▶ WHAT IS BEING ASKED: Your answer must match the entries below word for word.

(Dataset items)
########################################

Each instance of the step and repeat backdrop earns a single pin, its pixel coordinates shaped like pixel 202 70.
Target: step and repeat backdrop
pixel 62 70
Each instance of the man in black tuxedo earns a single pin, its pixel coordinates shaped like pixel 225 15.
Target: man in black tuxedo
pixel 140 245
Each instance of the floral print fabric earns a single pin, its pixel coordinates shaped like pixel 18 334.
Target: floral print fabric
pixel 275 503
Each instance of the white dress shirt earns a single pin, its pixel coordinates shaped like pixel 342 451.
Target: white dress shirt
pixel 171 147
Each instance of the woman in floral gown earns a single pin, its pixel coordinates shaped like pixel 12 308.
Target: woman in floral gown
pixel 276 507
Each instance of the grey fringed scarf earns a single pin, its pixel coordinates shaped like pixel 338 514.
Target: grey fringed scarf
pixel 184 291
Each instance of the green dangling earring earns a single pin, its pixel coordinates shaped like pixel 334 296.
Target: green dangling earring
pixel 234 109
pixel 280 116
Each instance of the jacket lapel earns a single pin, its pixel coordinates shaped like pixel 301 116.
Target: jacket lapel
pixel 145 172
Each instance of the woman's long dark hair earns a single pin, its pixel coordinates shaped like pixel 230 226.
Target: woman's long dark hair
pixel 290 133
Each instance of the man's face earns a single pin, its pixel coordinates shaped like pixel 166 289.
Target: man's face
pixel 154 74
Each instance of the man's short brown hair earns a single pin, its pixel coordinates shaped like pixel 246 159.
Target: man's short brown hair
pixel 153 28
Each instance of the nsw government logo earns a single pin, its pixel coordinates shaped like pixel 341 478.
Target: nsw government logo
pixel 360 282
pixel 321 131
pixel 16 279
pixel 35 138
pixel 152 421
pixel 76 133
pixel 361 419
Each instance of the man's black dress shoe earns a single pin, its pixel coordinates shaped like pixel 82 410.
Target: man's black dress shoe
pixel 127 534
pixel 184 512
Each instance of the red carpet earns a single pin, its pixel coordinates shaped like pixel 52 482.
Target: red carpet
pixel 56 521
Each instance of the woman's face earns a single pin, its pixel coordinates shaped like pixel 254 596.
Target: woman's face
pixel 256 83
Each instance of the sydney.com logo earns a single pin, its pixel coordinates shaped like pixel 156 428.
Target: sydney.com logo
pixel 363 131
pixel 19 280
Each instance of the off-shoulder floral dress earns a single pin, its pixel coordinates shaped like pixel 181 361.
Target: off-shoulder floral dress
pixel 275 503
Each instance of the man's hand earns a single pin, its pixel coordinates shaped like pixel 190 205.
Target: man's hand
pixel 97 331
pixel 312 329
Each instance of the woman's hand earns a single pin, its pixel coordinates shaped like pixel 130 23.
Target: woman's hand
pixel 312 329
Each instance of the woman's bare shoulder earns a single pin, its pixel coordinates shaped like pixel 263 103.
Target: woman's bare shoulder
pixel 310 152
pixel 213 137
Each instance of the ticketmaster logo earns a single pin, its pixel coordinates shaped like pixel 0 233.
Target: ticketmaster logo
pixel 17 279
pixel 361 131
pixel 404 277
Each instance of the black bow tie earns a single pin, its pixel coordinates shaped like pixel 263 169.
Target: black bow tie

########################################

▶ ANSWER BOX:
Each instance of the step and repeat backdrop earns a single pin, its pixel coordinates shaped like pixel 202 70.
Target: step and repeat backdrop
pixel 62 70
Each instance of the man in black tuxedo earns a single pin, its pixel coordinates shaped like pixel 225 15.
Target: man in black tuxedo
pixel 140 245
Each instance of the floral print fabric earns a single pin, its pixel coordinates shaped like pixel 18 334.
Target: floral print fabric
pixel 275 503
Each instance of the white dress shirt earns a single pin, its pixel coordinates shaped like pixel 342 451.
Target: white dress shirt
pixel 171 147
Each instance of the woman in floral gown earns a single pin, its pixel coordinates shaped like pixel 12 308.
Target: woman in floral gown
pixel 276 507
Each instance of the grey fringed scarf earns a single pin, its pixel coordinates shaped like pixel 338 514.
Target: grey fringed scarf
pixel 184 291
Each instance of the green dangling earring earns a single pin, its pixel coordinates shaped like pixel 334 296.
Target: green dangling earring
pixel 234 109
pixel 280 116
Each instance of the jacket lapel earns a single pin, its pixel coordinates shaped like pixel 301 116.
Target: jacket lapel
pixel 145 172
Each instance of the woman's long dark hair earns a single pin, its pixel coordinates shaped like pixel 230 226.
Target: woman's long dark hair
pixel 290 133
Each instance of the man's face earns a single pin, its pixel coordinates shaped like pixel 166 289.
Target: man's face
pixel 154 74
Each instance of the man's short brown hair earns a single pin, its pixel coordinates shaped like pixel 246 159.
Target: man's short brown hair
pixel 153 28
Each instance of the nsw government logo earns a single pin, its pixel coordinates shaped like pixel 341 478.
Target: nsw government logo
pixel 360 282
pixel 321 131
pixel 16 279
pixel 35 138
pixel 152 421
pixel 76 133
pixel 361 419
Each instance of the man's black dress shoe earns a single pin, its pixel coordinates shaped like pixel 82 410.
Target: man's black dress shoe
pixel 127 534
pixel 184 512
Each instance of the red carpet earns a single pin, its pixel coordinates shaped like pixel 52 482.
Target: red carpet
pixel 56 521
Each instance of the woman's face earns a single pin, its pixel coordinates shaped like pixel 254 596.
Target: woman's face
pixel 256 83
Each instance of the sydney.com logo earns a single pin, its pixel coordinates shaped like pixel 156 428.
Target: sydney.com logo
pixel 363 131
pixel 19 280
Each instance of the off-shoulder floral dress earns a single pin, its pixel coordinates shaped like pixel 181 361.
Target: off-shoulder floral dress
pixel 275 503
Each instance of the man's hand earns a single pin, its pixel coordinates shaped like pixel 190 205.
Target: man's hand
pixel 97 331
pixel 312 329
Each instance of the woman's hand earns a single pin, its pixel coordinates shaped like pixel 130 23.
Target: woman's hand
pixel 312 329
Each instance of the woman's bare shoulder earns a single pin, its pixel coordinates shaped like pixel 263 103.
Target: woman's bare shoulder
pixel 310 152
pixel 213 137
Each instance of the ticketmaster logo earns a single pin, its pixel coordinates shaped like pixel 0 233.
Target: ticketmaster logo
pixel 17 279
pixel 361 131
pixel 404 277
Each instance of the black bow tie earns a single pin, its pixel coordinates shaped like pixel 263 169.
Target: black bow tie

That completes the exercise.